Please return every line of the records that contains the string "tall", copying each one in full.

============

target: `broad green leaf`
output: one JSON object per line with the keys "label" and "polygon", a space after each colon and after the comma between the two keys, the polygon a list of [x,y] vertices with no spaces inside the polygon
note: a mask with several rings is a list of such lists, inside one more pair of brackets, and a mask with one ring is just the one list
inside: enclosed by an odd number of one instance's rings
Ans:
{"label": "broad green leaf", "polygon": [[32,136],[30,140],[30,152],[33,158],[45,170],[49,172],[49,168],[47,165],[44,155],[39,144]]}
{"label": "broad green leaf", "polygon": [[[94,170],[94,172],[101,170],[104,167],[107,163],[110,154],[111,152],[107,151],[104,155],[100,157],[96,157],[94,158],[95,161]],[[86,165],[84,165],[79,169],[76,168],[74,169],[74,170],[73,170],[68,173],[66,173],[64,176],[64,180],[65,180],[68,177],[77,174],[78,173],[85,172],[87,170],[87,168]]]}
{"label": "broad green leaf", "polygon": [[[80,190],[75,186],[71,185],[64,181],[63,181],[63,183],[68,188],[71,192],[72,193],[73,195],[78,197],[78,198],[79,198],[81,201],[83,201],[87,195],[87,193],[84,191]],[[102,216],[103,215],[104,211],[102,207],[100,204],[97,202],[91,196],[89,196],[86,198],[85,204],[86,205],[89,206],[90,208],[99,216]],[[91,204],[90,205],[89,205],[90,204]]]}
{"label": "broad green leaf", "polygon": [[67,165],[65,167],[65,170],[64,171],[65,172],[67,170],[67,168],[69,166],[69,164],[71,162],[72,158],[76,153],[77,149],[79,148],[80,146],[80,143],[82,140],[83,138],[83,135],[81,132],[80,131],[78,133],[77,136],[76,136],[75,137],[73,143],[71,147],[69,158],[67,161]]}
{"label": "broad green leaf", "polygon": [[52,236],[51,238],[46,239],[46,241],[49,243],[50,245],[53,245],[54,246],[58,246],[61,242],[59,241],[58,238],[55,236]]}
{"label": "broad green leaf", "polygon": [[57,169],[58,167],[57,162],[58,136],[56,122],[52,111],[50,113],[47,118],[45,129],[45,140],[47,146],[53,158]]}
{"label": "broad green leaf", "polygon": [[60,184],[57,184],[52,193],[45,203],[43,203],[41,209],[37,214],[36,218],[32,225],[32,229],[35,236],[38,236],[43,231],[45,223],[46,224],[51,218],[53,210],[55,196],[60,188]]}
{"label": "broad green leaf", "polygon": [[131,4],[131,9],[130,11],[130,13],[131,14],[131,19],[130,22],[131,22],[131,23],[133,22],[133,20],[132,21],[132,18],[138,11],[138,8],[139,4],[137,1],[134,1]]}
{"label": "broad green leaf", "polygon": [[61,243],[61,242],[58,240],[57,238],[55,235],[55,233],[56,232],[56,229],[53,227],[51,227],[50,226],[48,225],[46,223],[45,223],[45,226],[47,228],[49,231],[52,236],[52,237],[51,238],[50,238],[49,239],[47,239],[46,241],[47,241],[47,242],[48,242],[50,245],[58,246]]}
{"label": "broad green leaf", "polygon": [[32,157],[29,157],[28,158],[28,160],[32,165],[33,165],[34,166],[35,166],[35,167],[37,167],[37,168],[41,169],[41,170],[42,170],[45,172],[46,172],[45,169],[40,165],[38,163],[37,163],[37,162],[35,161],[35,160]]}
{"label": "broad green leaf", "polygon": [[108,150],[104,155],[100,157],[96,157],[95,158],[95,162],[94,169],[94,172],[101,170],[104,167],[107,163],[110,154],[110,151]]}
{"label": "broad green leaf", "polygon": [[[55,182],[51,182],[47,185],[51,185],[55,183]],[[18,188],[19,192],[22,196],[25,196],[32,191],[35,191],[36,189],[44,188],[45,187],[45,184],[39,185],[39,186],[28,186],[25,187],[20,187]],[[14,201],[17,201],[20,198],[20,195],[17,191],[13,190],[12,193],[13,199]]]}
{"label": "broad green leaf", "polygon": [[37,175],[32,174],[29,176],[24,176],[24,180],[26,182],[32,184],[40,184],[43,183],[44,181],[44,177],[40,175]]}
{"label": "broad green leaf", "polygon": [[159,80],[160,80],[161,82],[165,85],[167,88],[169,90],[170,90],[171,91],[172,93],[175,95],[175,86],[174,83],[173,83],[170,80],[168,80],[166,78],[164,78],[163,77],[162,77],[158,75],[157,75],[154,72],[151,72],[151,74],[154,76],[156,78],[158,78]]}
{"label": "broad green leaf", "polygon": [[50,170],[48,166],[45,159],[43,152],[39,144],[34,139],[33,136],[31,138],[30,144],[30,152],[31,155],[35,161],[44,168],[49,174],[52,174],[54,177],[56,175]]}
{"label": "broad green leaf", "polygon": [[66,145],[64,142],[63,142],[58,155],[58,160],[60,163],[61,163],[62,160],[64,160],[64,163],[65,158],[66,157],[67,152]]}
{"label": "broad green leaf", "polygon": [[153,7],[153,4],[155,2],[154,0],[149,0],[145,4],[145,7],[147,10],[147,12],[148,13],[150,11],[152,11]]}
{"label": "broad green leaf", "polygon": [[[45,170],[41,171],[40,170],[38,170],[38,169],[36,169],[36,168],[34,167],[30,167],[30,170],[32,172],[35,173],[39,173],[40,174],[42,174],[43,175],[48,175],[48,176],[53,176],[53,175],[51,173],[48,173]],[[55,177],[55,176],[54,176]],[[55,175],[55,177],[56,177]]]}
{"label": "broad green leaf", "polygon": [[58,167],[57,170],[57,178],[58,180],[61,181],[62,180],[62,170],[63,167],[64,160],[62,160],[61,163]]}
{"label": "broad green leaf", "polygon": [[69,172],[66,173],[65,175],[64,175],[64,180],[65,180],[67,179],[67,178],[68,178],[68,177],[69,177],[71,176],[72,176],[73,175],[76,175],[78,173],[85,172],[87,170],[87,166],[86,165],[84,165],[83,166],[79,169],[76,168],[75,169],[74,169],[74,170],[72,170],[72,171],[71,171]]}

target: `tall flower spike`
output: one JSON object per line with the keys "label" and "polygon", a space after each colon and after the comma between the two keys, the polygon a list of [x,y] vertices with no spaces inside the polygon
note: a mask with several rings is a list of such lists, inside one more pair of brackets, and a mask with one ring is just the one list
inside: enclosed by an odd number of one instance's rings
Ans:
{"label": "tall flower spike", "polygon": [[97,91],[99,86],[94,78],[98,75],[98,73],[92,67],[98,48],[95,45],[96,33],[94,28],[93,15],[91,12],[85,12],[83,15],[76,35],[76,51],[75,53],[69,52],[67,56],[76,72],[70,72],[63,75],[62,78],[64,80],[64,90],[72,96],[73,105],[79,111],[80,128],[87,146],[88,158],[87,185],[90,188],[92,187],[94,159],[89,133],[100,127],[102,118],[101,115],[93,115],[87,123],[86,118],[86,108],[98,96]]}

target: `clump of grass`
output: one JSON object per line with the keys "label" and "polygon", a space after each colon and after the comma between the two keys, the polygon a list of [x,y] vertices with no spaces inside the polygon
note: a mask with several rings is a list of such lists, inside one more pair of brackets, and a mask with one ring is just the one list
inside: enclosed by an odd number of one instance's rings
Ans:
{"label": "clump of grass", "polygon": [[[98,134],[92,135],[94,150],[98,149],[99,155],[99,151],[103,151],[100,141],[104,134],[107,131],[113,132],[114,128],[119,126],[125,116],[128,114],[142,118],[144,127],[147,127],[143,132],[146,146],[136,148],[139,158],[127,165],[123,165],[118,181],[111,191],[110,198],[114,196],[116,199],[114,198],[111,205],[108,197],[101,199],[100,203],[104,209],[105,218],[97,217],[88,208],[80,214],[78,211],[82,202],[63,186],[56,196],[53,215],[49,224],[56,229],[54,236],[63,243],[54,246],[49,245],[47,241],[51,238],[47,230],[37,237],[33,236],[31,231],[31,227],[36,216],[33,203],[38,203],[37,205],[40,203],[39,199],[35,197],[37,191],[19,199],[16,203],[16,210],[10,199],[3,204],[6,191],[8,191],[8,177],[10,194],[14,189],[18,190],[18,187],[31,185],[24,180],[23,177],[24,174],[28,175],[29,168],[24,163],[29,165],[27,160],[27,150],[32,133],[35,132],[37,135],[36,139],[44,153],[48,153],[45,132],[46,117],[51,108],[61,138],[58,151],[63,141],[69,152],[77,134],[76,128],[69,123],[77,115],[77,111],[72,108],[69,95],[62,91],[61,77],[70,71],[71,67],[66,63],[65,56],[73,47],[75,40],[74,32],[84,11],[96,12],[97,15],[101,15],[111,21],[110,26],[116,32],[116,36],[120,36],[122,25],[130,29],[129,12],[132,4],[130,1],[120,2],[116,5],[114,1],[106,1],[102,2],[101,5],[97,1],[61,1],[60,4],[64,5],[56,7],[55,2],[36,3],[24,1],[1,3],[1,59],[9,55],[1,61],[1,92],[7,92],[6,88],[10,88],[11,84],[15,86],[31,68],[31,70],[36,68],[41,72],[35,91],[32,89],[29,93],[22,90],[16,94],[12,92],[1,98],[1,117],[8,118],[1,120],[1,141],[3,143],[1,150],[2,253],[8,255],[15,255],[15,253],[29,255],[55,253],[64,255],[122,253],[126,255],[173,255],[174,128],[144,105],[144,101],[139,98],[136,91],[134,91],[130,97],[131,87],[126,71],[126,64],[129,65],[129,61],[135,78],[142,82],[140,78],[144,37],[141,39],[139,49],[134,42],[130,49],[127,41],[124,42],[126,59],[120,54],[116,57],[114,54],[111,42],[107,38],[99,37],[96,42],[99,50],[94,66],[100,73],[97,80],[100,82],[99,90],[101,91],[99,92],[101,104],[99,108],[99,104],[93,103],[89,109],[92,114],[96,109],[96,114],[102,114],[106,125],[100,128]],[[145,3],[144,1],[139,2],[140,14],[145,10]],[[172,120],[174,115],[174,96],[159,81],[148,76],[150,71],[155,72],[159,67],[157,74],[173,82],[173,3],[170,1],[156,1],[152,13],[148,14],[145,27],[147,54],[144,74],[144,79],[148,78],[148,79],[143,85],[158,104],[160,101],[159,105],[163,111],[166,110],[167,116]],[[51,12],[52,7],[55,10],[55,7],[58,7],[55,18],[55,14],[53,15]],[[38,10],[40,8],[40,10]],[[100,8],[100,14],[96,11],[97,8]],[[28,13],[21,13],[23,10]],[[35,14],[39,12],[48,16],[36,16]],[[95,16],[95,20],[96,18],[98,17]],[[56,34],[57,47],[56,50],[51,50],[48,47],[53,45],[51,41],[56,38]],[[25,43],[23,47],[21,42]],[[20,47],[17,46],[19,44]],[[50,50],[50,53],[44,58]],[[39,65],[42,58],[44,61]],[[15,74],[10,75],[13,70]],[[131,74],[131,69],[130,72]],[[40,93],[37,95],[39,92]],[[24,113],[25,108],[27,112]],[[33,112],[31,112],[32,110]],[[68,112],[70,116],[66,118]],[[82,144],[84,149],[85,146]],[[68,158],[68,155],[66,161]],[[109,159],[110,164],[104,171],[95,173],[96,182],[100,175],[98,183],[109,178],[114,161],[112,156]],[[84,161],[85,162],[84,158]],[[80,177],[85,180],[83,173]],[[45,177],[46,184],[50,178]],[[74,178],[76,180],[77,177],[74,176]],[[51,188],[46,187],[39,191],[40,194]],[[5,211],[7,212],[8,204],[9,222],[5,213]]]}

============

*SOLUTION TO THE PROBLEM*:
target: `tall flower spike`
{"label": "tall flower spike", "polygon": [[97,91],[99,86],[94,78],[98,75],[98,73],[92,67],[98,48],[95,45],[96,33],[94,28],[93,15],[91,12],[85,12],[83,15],[76,35],[76,51],[75,53],[69,52],[67,56],[76,72],[70,72],[63,75],[62,78],[64,80],[64,90],[72,96],[73,105],[79,111],[80,128],[87,146],[88,158],[87,185],[90,188],[92,187],[94,159],[89,133],[100,127],[102,118],[101,115],[93,115],[87,123],[86,118],[86,108],[98,96]]}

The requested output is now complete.